### EXERCISE AIM
Starting at the line containing "target: yellow stripe on sleeve" and ending at the line containing "target: green face shield headband", print every line of the material below exactly, both ends included, and stop there.

━━━━━━━━

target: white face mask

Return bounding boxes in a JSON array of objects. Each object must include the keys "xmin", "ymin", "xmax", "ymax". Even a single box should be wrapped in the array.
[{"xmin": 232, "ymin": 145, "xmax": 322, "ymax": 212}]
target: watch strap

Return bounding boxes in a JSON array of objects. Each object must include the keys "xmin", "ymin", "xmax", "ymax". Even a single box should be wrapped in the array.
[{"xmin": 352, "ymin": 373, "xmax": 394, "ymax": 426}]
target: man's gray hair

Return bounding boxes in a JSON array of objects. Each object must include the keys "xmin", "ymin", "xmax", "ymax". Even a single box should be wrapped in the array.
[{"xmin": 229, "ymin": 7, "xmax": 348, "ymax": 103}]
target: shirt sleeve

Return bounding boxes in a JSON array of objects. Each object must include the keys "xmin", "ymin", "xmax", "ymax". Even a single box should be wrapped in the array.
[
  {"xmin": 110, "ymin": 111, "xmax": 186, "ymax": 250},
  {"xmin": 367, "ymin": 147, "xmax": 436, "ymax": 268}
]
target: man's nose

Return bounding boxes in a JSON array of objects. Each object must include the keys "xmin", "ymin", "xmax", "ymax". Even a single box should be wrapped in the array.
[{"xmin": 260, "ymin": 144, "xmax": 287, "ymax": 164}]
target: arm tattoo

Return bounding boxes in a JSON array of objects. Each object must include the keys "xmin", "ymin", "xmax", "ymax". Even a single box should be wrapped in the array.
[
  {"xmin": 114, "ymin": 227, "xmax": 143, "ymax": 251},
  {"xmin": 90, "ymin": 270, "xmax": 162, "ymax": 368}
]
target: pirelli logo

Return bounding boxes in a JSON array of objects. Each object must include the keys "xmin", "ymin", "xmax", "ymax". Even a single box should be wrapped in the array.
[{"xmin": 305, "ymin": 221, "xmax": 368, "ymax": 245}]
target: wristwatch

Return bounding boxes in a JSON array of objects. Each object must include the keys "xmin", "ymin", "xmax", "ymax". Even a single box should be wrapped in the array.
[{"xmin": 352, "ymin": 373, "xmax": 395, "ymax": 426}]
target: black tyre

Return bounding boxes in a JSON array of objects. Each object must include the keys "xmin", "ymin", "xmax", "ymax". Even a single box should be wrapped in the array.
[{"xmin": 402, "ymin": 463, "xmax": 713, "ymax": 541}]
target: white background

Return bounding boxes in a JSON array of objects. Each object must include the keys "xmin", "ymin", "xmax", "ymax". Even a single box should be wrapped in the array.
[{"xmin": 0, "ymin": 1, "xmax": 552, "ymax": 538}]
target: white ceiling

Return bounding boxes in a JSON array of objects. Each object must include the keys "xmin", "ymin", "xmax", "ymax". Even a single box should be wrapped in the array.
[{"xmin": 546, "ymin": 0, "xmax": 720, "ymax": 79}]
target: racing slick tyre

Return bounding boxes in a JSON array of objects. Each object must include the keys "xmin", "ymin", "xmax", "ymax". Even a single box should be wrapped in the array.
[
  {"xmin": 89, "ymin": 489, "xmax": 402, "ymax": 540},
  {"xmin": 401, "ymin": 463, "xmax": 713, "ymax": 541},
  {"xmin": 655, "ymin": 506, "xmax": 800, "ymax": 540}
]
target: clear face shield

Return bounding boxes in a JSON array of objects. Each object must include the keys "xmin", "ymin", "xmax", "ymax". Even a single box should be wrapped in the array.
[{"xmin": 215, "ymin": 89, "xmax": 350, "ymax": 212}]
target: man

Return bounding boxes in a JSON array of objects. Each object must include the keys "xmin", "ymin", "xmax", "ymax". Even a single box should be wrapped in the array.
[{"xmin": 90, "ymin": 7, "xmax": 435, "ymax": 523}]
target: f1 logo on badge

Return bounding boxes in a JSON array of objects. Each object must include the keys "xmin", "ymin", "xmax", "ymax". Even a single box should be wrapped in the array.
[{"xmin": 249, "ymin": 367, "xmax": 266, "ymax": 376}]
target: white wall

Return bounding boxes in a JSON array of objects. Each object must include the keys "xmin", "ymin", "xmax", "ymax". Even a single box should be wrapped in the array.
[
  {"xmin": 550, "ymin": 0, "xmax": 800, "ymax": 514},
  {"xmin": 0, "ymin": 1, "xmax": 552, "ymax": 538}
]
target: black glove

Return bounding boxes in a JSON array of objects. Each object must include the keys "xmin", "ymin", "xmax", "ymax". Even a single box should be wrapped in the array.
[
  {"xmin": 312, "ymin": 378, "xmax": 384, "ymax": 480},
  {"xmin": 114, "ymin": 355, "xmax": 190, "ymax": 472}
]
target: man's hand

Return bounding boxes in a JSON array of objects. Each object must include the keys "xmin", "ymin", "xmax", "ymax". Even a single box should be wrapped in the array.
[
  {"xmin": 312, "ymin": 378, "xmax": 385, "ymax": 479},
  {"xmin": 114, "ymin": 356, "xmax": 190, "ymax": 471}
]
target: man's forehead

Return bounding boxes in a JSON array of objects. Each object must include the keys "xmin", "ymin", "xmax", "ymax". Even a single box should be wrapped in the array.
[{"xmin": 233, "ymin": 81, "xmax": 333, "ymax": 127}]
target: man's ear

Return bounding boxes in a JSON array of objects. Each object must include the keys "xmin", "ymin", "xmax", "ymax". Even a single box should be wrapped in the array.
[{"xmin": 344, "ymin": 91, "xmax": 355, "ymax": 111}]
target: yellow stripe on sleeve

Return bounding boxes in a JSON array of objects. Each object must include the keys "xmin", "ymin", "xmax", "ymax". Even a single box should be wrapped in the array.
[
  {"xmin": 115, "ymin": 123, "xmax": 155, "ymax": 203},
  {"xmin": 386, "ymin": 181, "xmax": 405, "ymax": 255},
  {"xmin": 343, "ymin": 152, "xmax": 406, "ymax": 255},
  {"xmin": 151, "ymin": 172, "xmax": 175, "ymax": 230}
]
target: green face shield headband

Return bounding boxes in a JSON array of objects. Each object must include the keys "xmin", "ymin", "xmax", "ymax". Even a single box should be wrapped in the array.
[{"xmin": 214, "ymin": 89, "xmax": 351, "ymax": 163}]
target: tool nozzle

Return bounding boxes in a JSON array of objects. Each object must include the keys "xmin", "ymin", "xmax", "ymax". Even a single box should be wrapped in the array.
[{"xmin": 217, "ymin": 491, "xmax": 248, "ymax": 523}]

━━━━━━━━

### RESULT FOR THIS EXERCISE
target: yellow stripe on sleeve

Return bounding boxes in a JSON array of objects. Each object must include the keys "xmin", "ymin", "xmax", "ymax". Even a single box should be wrapped in the array.
[
  {"xmin": 115, "ymin": 123, "xmax": 155, "ymax": 203},
  {"xmin": 386, "ymin": 181, "xmax": 405, "ymax": 255},
  {"xmin": 343, "ymin": 152, "xmax": 406, "ymax": 255},
  {"xmin": 151, "ymin": 172, "xmax": 175, "ymax": 230}
]
target: green face shield headband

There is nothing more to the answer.